**Provided text**
- - -

Routinely, new videos are surfacing on social media of players, parents, coaches and fans antagonizing officials — attacking them on playing fields or fighting them in parking lots.
“I definitely have seen an increase in the level of feedback that you get from the stands that’s directed on the field toward the officials,” said Adam Minichino, communications specialist at Mississippi University for Women. “For some reason, I don’t know why, but more people seem to, when they see something go against their team, feel more entitled to speak out and say something.”
Minichino — a former sports editor for The Dispatch — is a longtime baseball umpire, first in his home state of Connecticut and then in Mississippi.
The sort of ridicule he’s seen has been experienced firsthand by everyone, and it’s only getting worse.
In baseball, at least, Mississippi has put some rules in place to prevent coaches from getting too close to umpires when arguing calls, but even that can only do so much.
In soccer, Pintican said, younger officials have it particularly bad.
“The fan factor was something that affected a lot of the younger referees,” Pintican said. “The level of respect today from the young ones on the field to the referees, you can see from a younger age, there’s very little of that toward the adults.”
“You go to games and see referees being respected in a very blunt method and way.”
Other reasons for the shortage
There are other problems, too.
Long hours; high officiating dues and equipment costs; and insufficient pay are all reasons for Mississippi’s officiating shortage.
Officiating dues differ with each sport. According to the MHSAA’s officials handbook, the annual registration fee is $45 per sport, with more fees added on at a local level from there.

- - -

**Task item A**
In the officiating article, how much is the annual registration fee per sport under the MHSAA's officials handbook?
**Task item B**
Carry on the officiating article from the point where it stops.
The data after this point is separate material and has no connection to the officiating article.

- - -

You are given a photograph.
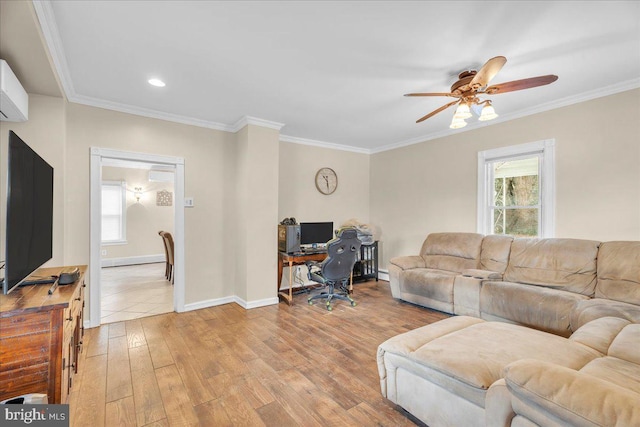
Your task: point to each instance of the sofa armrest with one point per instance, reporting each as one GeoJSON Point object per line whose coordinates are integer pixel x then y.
{"type": "Point", "coordinates": [482, 274]}
{"type": "Point", "coordinates": [542, 391]}
{"type": "Point", "coordinates": [408, 262]}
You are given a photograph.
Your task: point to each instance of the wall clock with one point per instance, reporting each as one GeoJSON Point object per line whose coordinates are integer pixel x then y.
{"type": "Point", "coordinates": [326, 180]}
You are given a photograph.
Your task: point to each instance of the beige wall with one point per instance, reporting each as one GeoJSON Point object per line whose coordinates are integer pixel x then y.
{"type": "Point", "coordinates": [144, 218]}
{"type": "Point", "coordinates": [432, 186]}
{"type": "Point", "coordinates": [298, 196]}
{"type": "Point", "coordinates": [256, 222]}
{"type": "Point", "coordinates": [206, 153]}
{"type": "Point", "coordinates": [44, 132]}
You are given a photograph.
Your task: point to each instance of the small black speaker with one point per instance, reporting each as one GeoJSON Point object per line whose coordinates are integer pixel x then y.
{"type": "Point", "coordinates": [289, 238]}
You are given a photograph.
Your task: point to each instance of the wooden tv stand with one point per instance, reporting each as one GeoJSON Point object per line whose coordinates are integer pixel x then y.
{"type": "Point", "coordinates": [41, 337]}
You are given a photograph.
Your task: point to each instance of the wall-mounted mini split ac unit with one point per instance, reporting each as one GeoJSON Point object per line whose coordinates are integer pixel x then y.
{"type": "Point", "coordinates": [14, 101]}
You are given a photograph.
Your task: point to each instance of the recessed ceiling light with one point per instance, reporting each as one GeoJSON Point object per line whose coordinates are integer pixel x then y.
{"type": "Point", "coordinates": [156, 82]}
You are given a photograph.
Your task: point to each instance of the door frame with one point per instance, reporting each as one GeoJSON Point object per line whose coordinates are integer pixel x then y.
{"type": "Point", "coordinates": [97, 155]}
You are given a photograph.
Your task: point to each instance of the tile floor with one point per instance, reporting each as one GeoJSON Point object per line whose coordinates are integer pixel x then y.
{"type": "Point", "coordinates": [134, 291]}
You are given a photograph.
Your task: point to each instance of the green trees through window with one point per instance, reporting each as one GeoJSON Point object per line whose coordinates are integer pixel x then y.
{"type": "Point", "coordinates": [516, 197]}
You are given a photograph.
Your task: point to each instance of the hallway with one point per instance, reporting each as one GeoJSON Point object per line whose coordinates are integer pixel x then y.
{"type": "Point", "coordinates": [135, 291]}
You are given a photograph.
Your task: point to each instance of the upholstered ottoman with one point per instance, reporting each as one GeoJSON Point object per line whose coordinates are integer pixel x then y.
{"type": "Point", "coordinates": [440, 373]}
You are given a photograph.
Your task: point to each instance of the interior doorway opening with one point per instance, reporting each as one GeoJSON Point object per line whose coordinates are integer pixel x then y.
{"type": "Point", "coordinates": [137, 202]}
{"type": "Point", "coordinates": [101, 158]}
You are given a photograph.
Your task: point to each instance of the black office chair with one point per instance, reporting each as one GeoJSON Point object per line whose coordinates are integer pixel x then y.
{"type": "Point", "coordinates": [336, 269]}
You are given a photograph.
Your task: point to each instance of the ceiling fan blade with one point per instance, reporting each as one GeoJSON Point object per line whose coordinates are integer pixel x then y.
{"type": "Point", "coordinates": [487, 72]}
{"type": "Point", "coordinates": [433, 113]}
{"type": "Point", "coordinates": [432, 94]}
{"type": "Point", "coordinates": [521, 84]}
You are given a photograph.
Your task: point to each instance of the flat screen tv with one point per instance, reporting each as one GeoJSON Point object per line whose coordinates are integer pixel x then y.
{"type": "Point", "coordinates": [315, 232]}
{"type": "Point", "coordinates": [29, 232]}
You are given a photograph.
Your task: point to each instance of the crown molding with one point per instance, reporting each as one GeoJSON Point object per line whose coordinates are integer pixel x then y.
{"type": "Point", "coordinates": [249, 120]}
{"type": "Point", "coordinates": [146, 112]}
{"type": "Point", "coordinates": [46, 17]}
{"type": "Point", "coordinates": [559, 103]}
{"type": "Point", "coordinates": [49, 29]}
{"type": "Point", "coordinates": [322, 144]}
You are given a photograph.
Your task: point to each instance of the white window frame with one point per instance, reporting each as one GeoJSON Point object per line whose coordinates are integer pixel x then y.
{"type": "Point", "coordinates": [545, 150]}
{"type": "Point", "coordinates": [123, 213]}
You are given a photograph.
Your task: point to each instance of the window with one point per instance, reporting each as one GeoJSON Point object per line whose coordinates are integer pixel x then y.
{"type": "Point", "coordinates": [516, 190]}
{"type": "Point", "coordinates": [114, 212]}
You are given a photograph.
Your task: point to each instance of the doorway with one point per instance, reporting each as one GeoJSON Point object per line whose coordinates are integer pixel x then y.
{"type": "Point", "coordinates": [106, 157]}
{"type": "Point", "coordinates": [137, 203]}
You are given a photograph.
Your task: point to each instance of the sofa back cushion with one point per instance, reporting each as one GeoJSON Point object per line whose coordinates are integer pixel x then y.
{"type": "Point", "coordinates": [619, 272]}
{"type": "Point", "coordinates": [625, 345]}
{"type": "Point", "coordinates": [452, 251]}
{"type": "Point", "coordinates": [565, 264]}
{"type": "Point", "coordinates": [494, 254]}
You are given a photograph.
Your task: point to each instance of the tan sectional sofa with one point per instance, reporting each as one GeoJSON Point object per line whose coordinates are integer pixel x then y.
{"type": "Point", "coordinates": [548, 332]}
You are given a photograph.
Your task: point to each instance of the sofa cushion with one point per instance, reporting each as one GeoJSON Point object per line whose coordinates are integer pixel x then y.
{"type": "Point", "coordinates": [588, 310]}
{"type": "Point", "coordinates": [494, 252]}
{"type": "Point", "coordinates": [626, 346]}
{"type": "Point", "coordinates": [432, 284]}
{"type": "Point", "coordinates": [469, 360]}
{"type": "Point", "coordinates": [619, 272]}
{"type": "Point", "coordinates": [616, 371]}
{"type": "Point", "coordinates": [551, 395]}
{"type": "Point", "coordinates": [534, 306]}
{"type": "Point", "coordinates": [600, 333]}
{"type": "Point", "coordinates": [563, 264]}
{"type": "Point", "coordinates": [408, 262]}
{"type": "Point", "coordinates": [452, 251]}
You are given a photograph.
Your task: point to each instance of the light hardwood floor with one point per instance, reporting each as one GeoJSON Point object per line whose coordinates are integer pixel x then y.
{"type": "Point", "coordinates": [134, 291]}
{"type": "Point", "coordinates": [227, 366]}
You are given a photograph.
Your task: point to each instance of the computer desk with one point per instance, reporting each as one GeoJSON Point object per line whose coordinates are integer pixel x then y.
{"type": "Point", "coordinates": [297, 259]}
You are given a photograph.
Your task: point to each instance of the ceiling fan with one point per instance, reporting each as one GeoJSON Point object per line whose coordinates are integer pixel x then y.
{"type": "Point", "coordinates": [473, 83]}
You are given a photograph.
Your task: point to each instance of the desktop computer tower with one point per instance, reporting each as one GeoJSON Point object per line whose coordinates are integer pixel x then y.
{"type": "Point", "coordinates": [289, 238]}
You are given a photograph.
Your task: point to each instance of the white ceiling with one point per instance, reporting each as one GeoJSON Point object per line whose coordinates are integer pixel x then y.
{"type": "Point", "coordinates": [335, 72]}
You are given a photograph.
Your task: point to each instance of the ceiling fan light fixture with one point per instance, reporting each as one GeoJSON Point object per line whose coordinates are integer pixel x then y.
{"type": "Point", "coordinates": [462, 112]}
{"type": "Point", "coordinates": [488, 113]}
{"type": "Point", "coordinates": [457, 123]}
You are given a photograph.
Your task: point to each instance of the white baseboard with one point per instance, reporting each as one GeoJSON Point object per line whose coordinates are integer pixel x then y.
{"type": "Point", "coordinates": [208, 303]}
{"type": "Point", "coordinates": [255, 304]}
{"type": "Point", "coordinates": [132, 260]}
{"type": "Point", "coordinates": [226, 300]}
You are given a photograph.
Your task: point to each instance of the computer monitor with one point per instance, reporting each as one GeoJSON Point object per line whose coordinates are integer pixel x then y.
{"type": "Point", "coordinates": [314, 233]}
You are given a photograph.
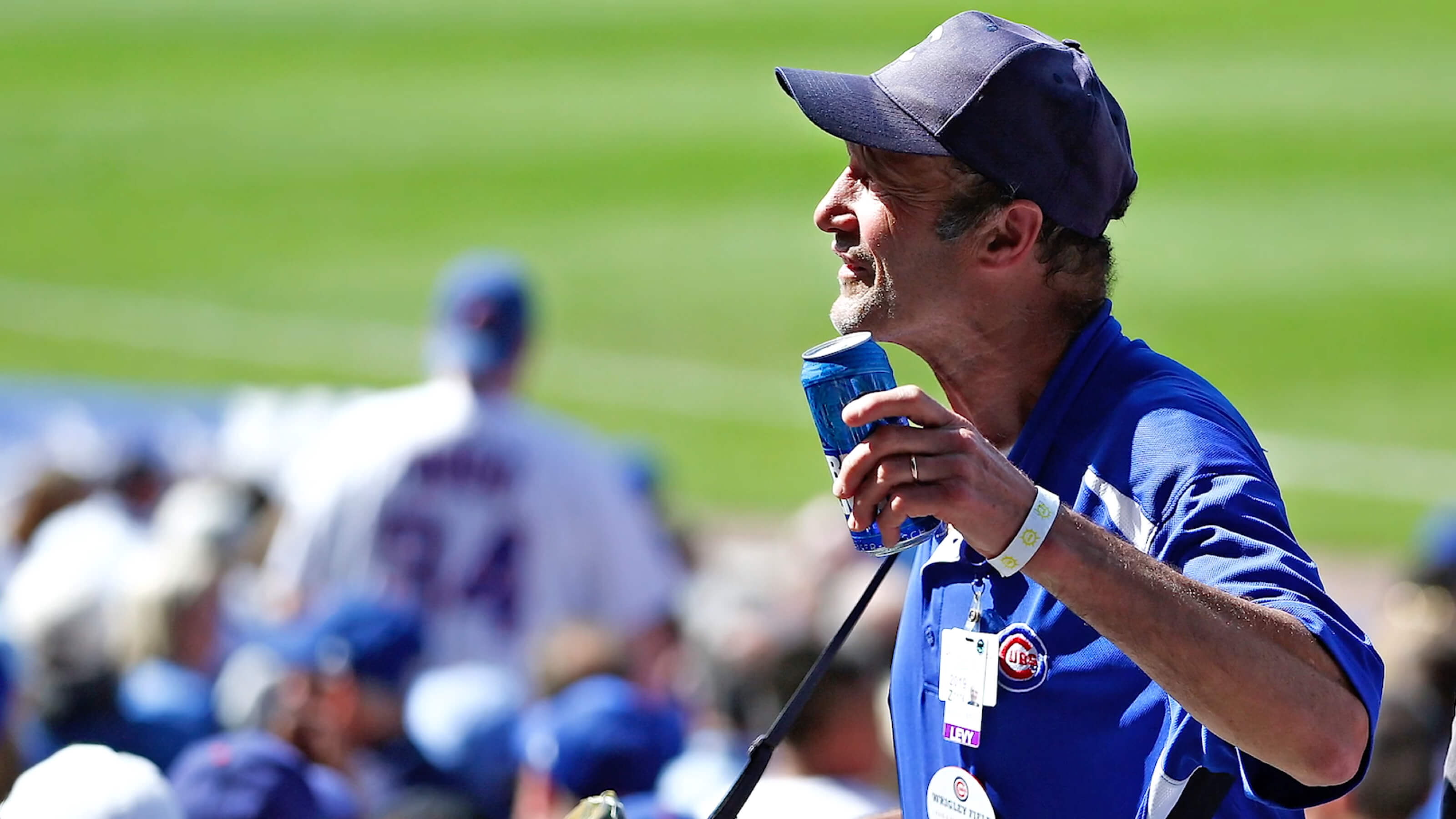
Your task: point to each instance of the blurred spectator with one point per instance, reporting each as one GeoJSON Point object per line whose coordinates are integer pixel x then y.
{"type": "Point", "coordinates": [1417, 640]}
{"type": "Point", "coordinates": [576, 651]}
{"type": "Point", "coordinates": [255, 776]}
{"type": "Point", "coordinates": [464, 720]}
{"type": "Point", "coordinates": [165, 642]}
{"type": "Point", "coordinates": [499, 519]}
{"type": "Point", "coordinates": [49, 495]}
{"type": "Point", "coordinates": [337, 694]}
{"type": "Point", "coordinates": [599, 733]}
{"type": "Point", "coordinates": [91, 782]}
{"type": "Point", "coordinates": [834, 758]}
{"type": "Point", "coordinates": [1403, 767]}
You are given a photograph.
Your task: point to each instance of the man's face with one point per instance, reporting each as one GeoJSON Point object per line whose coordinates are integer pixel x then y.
{"type": "Point", "coordinates": [883, 212]}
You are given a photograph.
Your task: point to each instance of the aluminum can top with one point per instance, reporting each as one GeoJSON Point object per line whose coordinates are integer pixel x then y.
{"type": "Point", "coordinates": [854, 353]}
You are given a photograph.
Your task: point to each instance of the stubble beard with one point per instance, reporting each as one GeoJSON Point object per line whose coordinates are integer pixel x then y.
{"type": "Point", "coordinates": [864, 307]}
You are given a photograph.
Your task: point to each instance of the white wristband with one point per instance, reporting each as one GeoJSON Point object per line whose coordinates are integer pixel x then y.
{"type": "Point", "coordinates": [1031, 536]}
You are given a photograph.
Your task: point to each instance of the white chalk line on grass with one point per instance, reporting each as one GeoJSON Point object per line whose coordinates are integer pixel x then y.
{"type": "Point", "coordinates": [659, 384]}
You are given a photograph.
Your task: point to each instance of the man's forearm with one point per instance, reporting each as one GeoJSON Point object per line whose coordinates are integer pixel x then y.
{"type": "Point", "coordinates": [1253, 675]}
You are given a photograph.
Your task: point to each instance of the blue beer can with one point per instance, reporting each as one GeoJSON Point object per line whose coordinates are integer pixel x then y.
{"type": "Point", "coordinates": [836, 374]}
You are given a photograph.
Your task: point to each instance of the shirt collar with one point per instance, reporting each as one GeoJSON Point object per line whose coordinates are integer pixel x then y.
{"type": "Point", "coordinates": [1072, 374]}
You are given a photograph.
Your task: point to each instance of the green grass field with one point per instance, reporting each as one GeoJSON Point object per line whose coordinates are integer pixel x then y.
{"type": "Point", "coordinates": [209, 192]}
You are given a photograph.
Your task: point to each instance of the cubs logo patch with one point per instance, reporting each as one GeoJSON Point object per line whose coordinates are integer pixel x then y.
{"type": "Point", "coordinates": [1023, 658]}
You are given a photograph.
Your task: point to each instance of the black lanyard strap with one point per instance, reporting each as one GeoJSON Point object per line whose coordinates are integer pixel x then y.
{"type": "Point", "coordinates": [762, 748]}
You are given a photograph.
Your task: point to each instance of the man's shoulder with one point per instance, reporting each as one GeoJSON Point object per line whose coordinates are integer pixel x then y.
{"type": "Point", "coordinates": [1161, 426]}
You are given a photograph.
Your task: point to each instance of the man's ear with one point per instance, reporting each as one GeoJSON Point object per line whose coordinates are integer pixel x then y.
{"type": "Point", "coordinates": [1010, 237]}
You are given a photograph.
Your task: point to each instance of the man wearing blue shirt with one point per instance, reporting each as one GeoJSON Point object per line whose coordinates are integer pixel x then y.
{"type": "Point", "coordinates": [1161, 646]}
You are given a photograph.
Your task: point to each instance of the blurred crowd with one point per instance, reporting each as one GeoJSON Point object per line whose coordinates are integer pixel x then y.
{"type": "Point", "coordinates": [427, 602]}
{"type": "Point", "coordinates": [439, 602]}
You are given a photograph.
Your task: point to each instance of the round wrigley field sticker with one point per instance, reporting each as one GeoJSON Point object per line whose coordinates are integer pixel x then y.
{"type": "Point", "coordinates": [1024, 658]}
{"type": "Point", "coordinates": [956, 795]}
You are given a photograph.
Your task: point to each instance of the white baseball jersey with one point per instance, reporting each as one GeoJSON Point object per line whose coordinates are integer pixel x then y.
{"type": "Point", "coordinates": [501, 521]}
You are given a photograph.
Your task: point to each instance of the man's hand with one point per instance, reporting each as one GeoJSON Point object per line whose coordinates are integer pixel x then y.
{"type": "Point", "coordinates": [1250, 674]}
{"type": "Point", "coordinates": [963, 480]}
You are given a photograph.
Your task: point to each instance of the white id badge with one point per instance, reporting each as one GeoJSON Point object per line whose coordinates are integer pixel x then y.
{"type": "Point", "coordinates": [956, 795]}
{"type": "Point", "coordinates": [969, 667]}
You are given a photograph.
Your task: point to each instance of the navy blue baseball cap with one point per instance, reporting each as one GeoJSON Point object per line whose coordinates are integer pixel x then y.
{"type": "Point", "coordinates": [378, 640]}
{"type": "Point", "coordinates": [1021, 108]}
{"type": "Point", "coordinates": [602, 733]}
{"type": "Point", "coordinates": [482, 314]}
{"type": "Point", "coordinates": [244, 776]}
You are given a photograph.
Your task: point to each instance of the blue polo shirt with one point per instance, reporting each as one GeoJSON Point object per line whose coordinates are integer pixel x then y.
{"type": "Point", "coordinates": [1152, 452]}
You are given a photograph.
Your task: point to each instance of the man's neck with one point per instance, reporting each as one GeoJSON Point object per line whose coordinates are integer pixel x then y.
{"type": "Point", "coordinates": [994, 375]}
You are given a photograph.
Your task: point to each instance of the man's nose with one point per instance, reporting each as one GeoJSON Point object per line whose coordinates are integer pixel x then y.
{"type": "Point", "coordinates": [835, 213]}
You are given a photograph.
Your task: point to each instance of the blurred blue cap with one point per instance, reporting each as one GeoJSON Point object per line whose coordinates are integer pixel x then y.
{"type": "Point", "coordinates": [601, 733]}
{"type": "Point", "coordinates": [1014, 104]}
{"type": "Point", "coordinates": [378, 640]}
{"type": "Point", "coordinates": [244, 776]}
{"type": "Point", "coordinates": [482, 314]}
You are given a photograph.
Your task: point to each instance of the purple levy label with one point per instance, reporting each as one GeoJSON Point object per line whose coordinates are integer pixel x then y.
{"type": "Point", "coordinates": [963, 737]}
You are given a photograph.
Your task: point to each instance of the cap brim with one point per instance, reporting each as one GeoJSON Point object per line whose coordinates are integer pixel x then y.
{"type": "Point", "coordinates": [854, 108]}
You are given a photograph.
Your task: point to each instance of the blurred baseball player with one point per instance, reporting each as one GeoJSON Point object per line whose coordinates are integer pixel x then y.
{"type": "Point", "coordinates": [499, 519]}
{"type": "Point", "coordinates": [1119, 623]}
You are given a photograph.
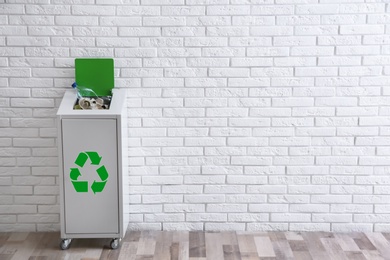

- - -

**Task result A**
The annual registration fee is $45 per sport.

**Task result B**
Those fees don’t even include equipment costs, which tend to run in the hundreds of dollars for a full outfit with the proper patchwork included.
“Typically, an official will have to pay around $90 per sport, per association in state and local association dues per season,” Morrison said. “The uniform cost for officials is steep for someone starting out (especially if they have to purchase everything new). Each association has their own unique shirt/jersey that can only be worn for their sanctioned games.”
Game pay fluctuates across the board, with football officials’ pay for MHSAA games ranging from $50 for one middle school game and $60 for one junior varsity game to $115 for a varsity game for working on the field.
Clock operators get $60 per game ($90 to run both the electronic clock and the play clock), but travel compensation isn’t included.
For MAIS football games, where it looks to be five-man crews, field officials get $115, assigning secretaries get $105, and clock operators get $65. Field officials get $95 when there are six-man crews.
Like contracted freelancers, the more you work, the more you get paid, but that comes at the added expense of being away from loved ones.
COVID-19 has been the most recent factor driving referees away, as many older officials didn’t continue once restrictions started to be lifted.
Earnest Williams, who has been umpiring in Mississippi for nearly three decades, has seen numbers drop nearly 30 percent in recent years for baseball and softball umpires — from about 125 to less than 90.
“The biggest drivers of officials getting away from the sport are guys getting older and younger people not getting in over the years,” Williams said. “With people retiring out of the profession, the numbers have finally caught up to where the shortage came about.”
‘The love of the sport’
The official shortage in Mississippi is a growing problem, but one thing is for certain: Those who continue to ref do it, more often than not, because of their passion for the sports they officiate.
“I grew up playing baseball and I watch it on TV, regardless of the level,” Minichino said. “The love of the sport keeps me coming back. The financial aspect of it is attractive when you get to a higher level, but it’s more an adrenaline rush than anything to work games at Mississippi State, at the junior college level, in games with the best teams in the state.”
That passion has kept longtime officials from leaving and has driven new ones to enter the fray.
But unless significant changes are made to mitigate the problem, it might be a while before Mississippi sees healthy numbers of officials again.